### PROBLEM TO WORK ON
Decide whether each statement below agrees with the passage on inflation linked bonds. Answer yes or no for each, and quote the words from the passage that settle it.
1. The Sydney Airport Finance capital index bond pays its coupon quarterly.
2. Inflation-linked bonds have a shorter duration than nominal bonds of the same final maturity date.
3. The middle of the RBA target band is 3.50%.

Register For Our Mailing List

Register to receive our free weekly newsletter including editorials.

Inflation linked bonds

Question from Douglas

Do long dated inflation linked bonds help the investor in a rising interest rate environment?

 

Answer from Elizabeth Moran, Director of Education and Fixed Income Research, FIIG Securities

The simple answer is yes, insofar as the Reserve Bank of Australia (RBA) uses its control of interest rates as its primary mechanism to control inflation, so interest rates should only rise if inflation is rising.

Principal and interest on inflation linked bonds are linked to inflation (as measured by the Consumer Price Index, or CPI), so the value of these assets will increase as inflation rises.

As an example, the Sydney Airport Finance capital index bond maturing in November 2020 is currently yielding a quarterly coupon of CPI plus 4.65%. If CPI averages 2.50% (which is the middle of the RBA target band) over the remaining life of the bond, this bond will yield 7.15%. However, if inflation rises at some stage over the life of the bond, and averages 3.50% over that period, that directly translates into an additional 1% annual return on the bond, increasing the yield to 8.15%.

2 Comments
Warren Bird
December 09, 2013

The more complex answer is that it depends on your time frame. Inflation linked bonds, like nominal bonds, fall in price for a while when yields rise. Whatsmore, inflation-linked bonds are longer duration* than nominal bonds of the same final maturity date, so the capital price impact is going to be greater.

Of course, as I harp on about a lot, for an investor in a portfolio of bonds who correctly looks at their investment for a time horizon similar to the duration of the portfolio, this needn't put you off. The rising real yield means that maturing linkers can get reinvested into the market at those higher real yields. A fall in bond prices is never permanent - every inflation linked bond will mature at an inflation-adjusted value of 100.

### DATA ENTRIES
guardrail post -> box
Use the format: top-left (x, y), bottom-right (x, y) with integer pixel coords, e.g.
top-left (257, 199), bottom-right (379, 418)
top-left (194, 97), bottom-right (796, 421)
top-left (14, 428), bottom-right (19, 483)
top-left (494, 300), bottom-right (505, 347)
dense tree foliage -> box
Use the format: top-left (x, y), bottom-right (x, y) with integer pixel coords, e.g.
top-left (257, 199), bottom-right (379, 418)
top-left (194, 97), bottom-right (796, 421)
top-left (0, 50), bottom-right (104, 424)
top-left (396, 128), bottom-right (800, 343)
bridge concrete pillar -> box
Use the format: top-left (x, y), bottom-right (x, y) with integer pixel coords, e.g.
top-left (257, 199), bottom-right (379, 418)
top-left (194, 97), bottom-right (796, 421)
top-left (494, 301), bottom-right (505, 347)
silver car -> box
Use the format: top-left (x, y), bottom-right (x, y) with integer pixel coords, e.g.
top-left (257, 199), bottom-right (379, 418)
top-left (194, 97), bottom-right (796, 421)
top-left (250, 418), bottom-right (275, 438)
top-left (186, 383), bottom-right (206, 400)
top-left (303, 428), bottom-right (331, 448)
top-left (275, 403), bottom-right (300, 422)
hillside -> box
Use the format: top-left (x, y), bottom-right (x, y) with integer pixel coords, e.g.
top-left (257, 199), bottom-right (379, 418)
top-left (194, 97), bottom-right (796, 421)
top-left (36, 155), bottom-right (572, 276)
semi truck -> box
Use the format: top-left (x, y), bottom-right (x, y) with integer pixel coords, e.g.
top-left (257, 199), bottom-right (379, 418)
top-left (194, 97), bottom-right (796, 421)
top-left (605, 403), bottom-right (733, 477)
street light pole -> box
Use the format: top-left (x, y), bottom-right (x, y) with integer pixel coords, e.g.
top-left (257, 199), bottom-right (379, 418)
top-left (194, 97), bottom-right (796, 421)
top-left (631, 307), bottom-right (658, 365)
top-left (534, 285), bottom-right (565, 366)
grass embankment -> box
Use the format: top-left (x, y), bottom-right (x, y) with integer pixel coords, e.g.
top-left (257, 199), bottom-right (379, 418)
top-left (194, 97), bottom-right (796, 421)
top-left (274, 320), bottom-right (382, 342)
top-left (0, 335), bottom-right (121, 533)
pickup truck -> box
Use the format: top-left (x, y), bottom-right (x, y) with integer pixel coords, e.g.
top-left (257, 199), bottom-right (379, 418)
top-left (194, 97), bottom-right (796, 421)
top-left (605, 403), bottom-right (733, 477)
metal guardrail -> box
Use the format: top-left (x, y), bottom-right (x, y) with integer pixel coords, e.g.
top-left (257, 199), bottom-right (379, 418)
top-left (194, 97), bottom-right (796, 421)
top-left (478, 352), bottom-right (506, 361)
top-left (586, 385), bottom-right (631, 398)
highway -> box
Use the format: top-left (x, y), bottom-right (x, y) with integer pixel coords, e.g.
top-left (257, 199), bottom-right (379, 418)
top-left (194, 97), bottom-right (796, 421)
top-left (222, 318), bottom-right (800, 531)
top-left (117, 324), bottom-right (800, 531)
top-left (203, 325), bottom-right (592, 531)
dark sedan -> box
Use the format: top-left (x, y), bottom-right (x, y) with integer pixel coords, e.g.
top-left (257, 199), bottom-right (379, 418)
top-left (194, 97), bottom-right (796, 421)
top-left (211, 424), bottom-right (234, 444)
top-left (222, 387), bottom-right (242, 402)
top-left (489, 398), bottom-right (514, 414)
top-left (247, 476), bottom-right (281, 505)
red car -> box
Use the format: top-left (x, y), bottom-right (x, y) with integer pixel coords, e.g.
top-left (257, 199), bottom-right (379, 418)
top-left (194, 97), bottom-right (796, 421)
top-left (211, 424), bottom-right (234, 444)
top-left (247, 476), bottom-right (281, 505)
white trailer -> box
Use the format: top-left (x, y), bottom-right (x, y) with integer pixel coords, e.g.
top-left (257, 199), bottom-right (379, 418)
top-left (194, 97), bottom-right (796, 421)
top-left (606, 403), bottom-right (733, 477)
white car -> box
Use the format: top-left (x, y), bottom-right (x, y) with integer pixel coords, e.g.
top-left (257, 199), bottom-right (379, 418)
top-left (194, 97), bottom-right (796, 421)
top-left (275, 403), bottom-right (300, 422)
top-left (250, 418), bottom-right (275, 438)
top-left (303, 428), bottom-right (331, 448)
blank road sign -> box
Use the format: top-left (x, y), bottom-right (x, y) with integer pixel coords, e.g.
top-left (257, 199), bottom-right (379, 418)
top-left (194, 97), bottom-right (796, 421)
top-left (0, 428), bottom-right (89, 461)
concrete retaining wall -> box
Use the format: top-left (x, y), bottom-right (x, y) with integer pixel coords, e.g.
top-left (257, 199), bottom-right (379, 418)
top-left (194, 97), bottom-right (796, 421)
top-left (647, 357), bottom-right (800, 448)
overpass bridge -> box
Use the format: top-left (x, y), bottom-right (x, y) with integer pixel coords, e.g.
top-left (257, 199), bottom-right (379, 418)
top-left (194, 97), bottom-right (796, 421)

### ANSWER TO THIS TASK
1. Yes: "is currently yielding a quarterly coupon of CPI plus 4.65%"
2. No: "inflation-linked bonds are longer duration"
3. No: "If CPI averages 2.50% (which is the middle of the RBA target band)"